INPUT FOR THIS TASK |

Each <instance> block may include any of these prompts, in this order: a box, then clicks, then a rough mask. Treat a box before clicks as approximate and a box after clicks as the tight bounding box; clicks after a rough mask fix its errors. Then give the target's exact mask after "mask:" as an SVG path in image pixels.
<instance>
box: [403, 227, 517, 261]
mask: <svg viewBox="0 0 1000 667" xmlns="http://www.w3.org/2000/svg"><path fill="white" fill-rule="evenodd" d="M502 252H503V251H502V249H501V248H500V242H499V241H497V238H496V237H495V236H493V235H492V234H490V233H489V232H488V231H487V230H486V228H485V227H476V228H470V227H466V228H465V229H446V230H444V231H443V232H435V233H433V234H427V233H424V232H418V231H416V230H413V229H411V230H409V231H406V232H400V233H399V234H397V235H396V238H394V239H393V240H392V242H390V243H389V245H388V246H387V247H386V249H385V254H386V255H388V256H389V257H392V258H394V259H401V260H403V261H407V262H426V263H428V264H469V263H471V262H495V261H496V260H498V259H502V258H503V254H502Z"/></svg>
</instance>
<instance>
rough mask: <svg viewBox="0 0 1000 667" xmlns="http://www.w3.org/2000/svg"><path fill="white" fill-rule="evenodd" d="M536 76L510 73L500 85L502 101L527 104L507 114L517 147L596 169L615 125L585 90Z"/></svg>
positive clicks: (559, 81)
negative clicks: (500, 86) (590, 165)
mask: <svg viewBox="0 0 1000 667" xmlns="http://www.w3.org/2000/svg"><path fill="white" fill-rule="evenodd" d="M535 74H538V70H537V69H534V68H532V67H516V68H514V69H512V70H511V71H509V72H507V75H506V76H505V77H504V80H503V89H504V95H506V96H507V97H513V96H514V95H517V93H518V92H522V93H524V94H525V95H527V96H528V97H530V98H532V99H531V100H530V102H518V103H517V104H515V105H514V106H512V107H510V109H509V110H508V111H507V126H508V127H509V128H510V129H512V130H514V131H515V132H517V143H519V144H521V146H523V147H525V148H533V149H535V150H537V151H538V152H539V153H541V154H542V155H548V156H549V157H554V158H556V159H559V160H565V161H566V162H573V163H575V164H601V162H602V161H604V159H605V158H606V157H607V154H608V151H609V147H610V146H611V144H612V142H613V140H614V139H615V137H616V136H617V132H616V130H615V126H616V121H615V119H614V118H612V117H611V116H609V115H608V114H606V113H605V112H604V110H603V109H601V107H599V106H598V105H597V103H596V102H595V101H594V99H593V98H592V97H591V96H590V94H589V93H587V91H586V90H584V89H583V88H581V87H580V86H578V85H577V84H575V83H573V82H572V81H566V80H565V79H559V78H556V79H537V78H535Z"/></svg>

EXERCISE | Return, with no change at all, every line in the entries above from the line containing "box: [403, 227, 517, 261]" through the line containing "positive clicks: (559, 81)".

ANSWER |
box: [403, 227, 517, 261]
mask: <svg viewBox="0 0 1000 667" xmlns="http://www.w3.org/2000/svg"><path fill="white" fill-rule="evenodd" d="M502 252H503V251H502V249H501V248H500V242H499V241H497V238H496V237H495V236H493V235H492V234H490V233H489V232H488V231H487V230H486V228H485V227H476V228H470V227H466V228H465V229H446V230H444V231H443V232H435V233H433V234H427V233H424V232H418V231H416V230H413V229H411V230H409V231H406V232H400V233H399V234H397V235H396V238H394V239H393V240H392V242H390V243H389V245H388V246H387V247H386V249H385V254H386V255H388V256H389V257H392V258H394V259H401V260H403V261H407V262H426V263H428V264H469V263H471V262H495V261H496V260H498V259H502V258H503V254H502Z"/></svg>
</instance>
<instance>
rough mask: <svg viewBox="0 0 1000 667" xmlns="http://www.w3.org/2000/svg"><path fill="white" fill-rule="evenodd" d="M536 76L510 73L500 85L502 101L527 104L507 114L517 147L596 169L615 125L585 90Z"/></svg>
positive clicks: (559, 81)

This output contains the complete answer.